[TEXT SECTION]
Week 10 - Lotka-Volterra competition model - Visualization of dynamics with complex eigenvalues
Part 1 - Visualize the Trajectory of 2 Species Population Dynamics
In class, we learned that the stability of a nonlinear ODE can be characterized by studying the dynamics of the “displacement for the equilibrium” (\(\pmb\varepsilon\)), which follows a much simpler linear ODE. If the linear ODE describing the dynamics of the displacement have a stable equilibrium at zero, then this indicates that the original equilibrium of the nonlinear ODE will also be stable. Consider the case where the dynamics of displacements \(\pmb\varepsilon\) can be described by the following linear ODE:
\[ \dfrac{d \vec{\pmb\varepsilon}}{d t} = \mathcal{J}\vec{\pmb\varepsilon} \]
where \(\vec{\pmb\varepsilon} = (\varepsilon_1, \varepsilon_2)^T\) and \(\mathcal{J} = \begin{pmatrix} -1 & 1\\ -2 & -1 \end{pmatrix}\). Or, we can write the linear system by two ODEs: \[\begin{align*} \dfrac{d \varepsilon_1}{d t} &= (-1)\times \varepsilon_1 + (1)\times\varepsilon_2\\ \dfrac{d \varepsilon_2}{d t} &= (-2)\times \varepsilon_1 + (-1)\times\varepsilon_2\\ \end{align*}\]
We can see that this ODE has an equilibrium at zero and the eigenvalues are as follows, which have negative real parts (indicating that it’ll be stable) with a non-zero imaginary part (indicating that it’ll rotate towards the equilibrium, as shown below).
## [1] -1+1.414214i -1-1.414214ilibrary(ggplot2)
library(tidyverse)
library(deSolve)
library(gganimate)
library(gifski)
### Model specification
ERROR <- function(times, state, parms) {
with(as.list(c(state, parms)), {
de1_dt = A * e1 + B * e2
de2_dt = C * e1 + D * e2
return(list(c(de1_dt, de2_dt)))
})
}
### Imaginary eigenvalue
### Model parameters
times <- seq(0, 10, by = 0.0001)
state <- c(e1 = 0.1, e2 = 0.1)
parms <- c(A = -1, B = 1, C = -2, D = -1)
### Model application
error_1 <- ode(func = ERROR, times = times, y = state, parms = parms)
plot(e2 ~ e1, error_1, type = "l")
abline(h = 0, lty = 3, col = "red")
abline(v = 0, lty = 3, col = "red") 
### Plot animation
p1 <- error_1 %>%
as.data.frame() %>%
ggplot(aes(x = e1, y = e2)) +
geom_point() +
geom_vline(xintercept = 0, linetype="dashed", color = "red") +
geom_hline(yintercept = 0, linetype="dashed", color = "red") +
labs(subtitle = "Time: {round(frame_time, digit = 1)}") +
transition_time(time) +
shadow_wake(wake_length = 1)

[REQUIRED ACTIONS]
A – Print the competition model tutorial from "library(gganimate)" to "by = 0.0001)".
B – According to the competition model tutorial, what does the non-zero imaginary part of the eigenvalues indicate?
C – Write the next part of the competition model tutorial, picking up after its final line.
These lines were taken from a separate source.

Outline entries for images

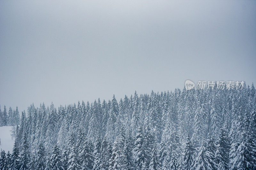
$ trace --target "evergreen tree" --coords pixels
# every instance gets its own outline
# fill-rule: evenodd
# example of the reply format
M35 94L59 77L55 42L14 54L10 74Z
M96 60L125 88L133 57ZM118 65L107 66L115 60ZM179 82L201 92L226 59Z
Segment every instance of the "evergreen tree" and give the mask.
M178 169L178 165L177 164L177 156L175 155L174 152L172 152L171 161L170 161L170 170L176 170Z
M112 150L109 143L105 138L103 139L100 150L100 167L101 170L108 169L109 160L112 154Z
M184 157L182 164L184 169L189 170L193 166L194 162L195 152L196 149L193 147L193 143L190 141L189 136L188 134L187 141L185 143Z
M28 166L30 161L30 157L29 157L30 153L28 151L29 146L28 142L26 132L25 132L24 133L23 141L20 152L20 170L27 170L28 169Z
M100 147L101 145L101 133L98 132L94 142L94 148L93 154L94 155L93 170L100 170Z
M61 156L60 154L60 149L57 145L54 146L52 152L52 154L50 160L51 164L51 170L62 170L63 169L63 167L62 166ZM69 167L68 169L69 169Z
M222 128L220 129L220 136L217 141L217 149L215 160L218 170L228 169L229 146L227 132Z
M8 117L5 105L4 106L4 111L3 112L3 125L7 126L8 123Z
M15 141L12 149L12 153L11 157L9 170L20 169L20 151L17 146L17 141Z
M5 168L7 170L8 170L11 167L11 154L10 154L10 152L8 151L6 154L6 159L5 164Z
M43 142L40 142L36 155L35 167L37 170L44 170L46 159L45 148Z
M93 145L91 141L85 139L83 145L83 150L79 157L82 161L82 170L92 169L94 161Z
M154 147L152 150L151 159L148 168L149 170L158 170L159 169L159 160L156 152L156 149Z
M6 154L4 151L1 149L0 152L0 170L7 170L5 165Z
M145 149L144 148L145 141L143 136L143 128L139 126L134 142L135 147L133 151L134 163L136 170L141 169L143 163L147 161L145 157Z
M198 156L195 159L193 168L196 170L213 170L214 168L212 167L212 163L213 161L211 158L211 153L205 149L204 145L202 145L201 151Z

[RESPONSES TO THE TASKS]
A –
library(gganimate)
library(gifski)
### Model specification
ERROR <- function(times, state, parms) {
with(as.list(c(state, parms)), {
de1_dt = A * e1 + B * e2
de2_dt = C * e1 + D * e2
return(list(c(de1_dt, de2_dt)))
})
}
### Imaginary eigenvalue
### Model parameters
times <- seq(0, 10, by = 0.0001)

B – It indicates that the displacement will rotate toward the equilibrium.

C –
#gif1 <- animate(p1, renderer = gifski_renderer())
#anim_save(filename = "W10_dynamics_error_imaginary.gif", gif1)
Here is another example that has negative real parts (indicating that it’ll be stable) with imaginary part equals to zero (indicating that it will not rotate but directly reaches the equilibrium, as shown below).
times <- seq(0, 10, by = 0.0001)
state <- c(e1 = 0.1, e2 = 0.1)
parms <- c(A = -1, B = 1, C = 0, D = -2)
### Model application
error_2 <- ode(func = ERROR, times = times, y = state, parms = parms)
plot(e2 ~ e1, error_2, type = "l")
abline(h = 0, lty = 3, col = "red")
abline(v = 0, lty = 3, col = "red") 
### Plot animation
p2 <- error_2 %>%
as.data.frame() %>%
ggplot(aes(x = e1, y = e2)) +
geom_point() +
geom_vline(xintercept = 0, linetype="dashed", color = "red") +
geom_hline(yintercept = 0, linetype="dashed", color = "red") +
labs(subtitle = "Time: {round(frame_time, digit = 1)}") +
transition_time(time) +
shadow_wake(wake_length = 1)
#gif2 <- animate(p2, renderer = gifski_renderer())
#anim_save(filename = "W10_dynamics_error_real.gif", gif2)
Part 2 - Invasion Simulation
In the following section, we are looking at how disturbances could affect population dynamics by doing reciprocal invasion simulations.
LV_invasion <- function(r1 = 1.0, r2 = 1.0,
a11 = 0.05, a21 = 0.01, a22 = 0.05, a12 = 0.01,
runtime = 100, invasion = c(50, 75)){
### Model specification
LV <- function(times, state, parms){
with(as.list(c(state, parms)), {
dN1_dt = N1 * (r1 - a11 * N1 - a12 * N2)
dN2_dt = N2 * (r2 - a22 * N2 - a21 * N1)
return(list(c(dN1_dt, dN2_dt)))
})
}
### Event function
### N2 invade N1-monoculture
eventfun_2invade <- function(times, state, parms){
with(as.list(c(state, parms)), {
N1 <- N1
N2 <- N2 + 1
return(c(N1, N2))
})
}
### N1 invade N2-monoculture
eventfun_1invade <- function(times, state, parms){
with(as.list(c(state, parms)), {
N1 <- N1 + 1
N2 <- N2
return(c(N1, N2))
})
}
### Model parameters
times <- seq(0, runtime, by = 0.1)
state_1 <- c(N1 = 5.0, N2 = 0.0)
state_2 <- c(N1 = 0.0, N2 = 5.0)
parms <- c(r1 = r1, r2 = r2,
a11 = a11, a21 = a21, a22 = a22, a12 = a12)
### Model application w/ event function
### N2 invade N1-monoculture
pop_size_1 <- ode(func = LV, times = times,
y = state_1, parms = parms,
events = list(func = eventfun_2invade, time = invasion))
### N1 invade N2-monoculture
pop_size_2 <- ode(func = LV, times = times,
y = state_2, parms = parms,
events = list(func = eventfun_1invade, time = invasion))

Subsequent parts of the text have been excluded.